Data for the task:

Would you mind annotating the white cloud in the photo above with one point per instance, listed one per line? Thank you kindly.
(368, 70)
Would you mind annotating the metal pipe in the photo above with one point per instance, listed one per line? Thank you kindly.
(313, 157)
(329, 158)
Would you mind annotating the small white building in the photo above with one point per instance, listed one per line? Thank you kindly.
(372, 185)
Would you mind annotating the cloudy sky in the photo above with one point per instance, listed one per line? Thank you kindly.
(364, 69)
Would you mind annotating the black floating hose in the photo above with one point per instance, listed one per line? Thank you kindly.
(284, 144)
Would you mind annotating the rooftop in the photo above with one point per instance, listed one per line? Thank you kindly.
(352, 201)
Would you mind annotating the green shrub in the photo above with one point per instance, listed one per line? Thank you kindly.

Your task:
Each line from the one with "Would you mind annotating the metal" through the last line of the records must be written out word for word. Include nothing else.

Problem solution:
Would you mind annotating the metal pipe in the photo above with one point per instance, listed one per line? Thank you kindly.
(313, 157)
(329, 158)
Would you mind annotating the small white building in the photo above with one point per instance, listed one per line? Thank you kindly.
(372, 185)
Would you mind annotating the cloudy sky in the photo above with one point per instance, listed one per line? Thank you kindly.
(364, 69)
Would you mind annotating the black floating hose in the photo above with one point per instance, listed one per line? Thank you kindly.
(284, 144)
Would you mind annotating the rooftop in the photo above with one point per instance, listed one per line? Thank you kindly.
(352, 201)
Would you mind annotating the green shrub in the photo above with one point per instance, listed one per line? Thank you kindly.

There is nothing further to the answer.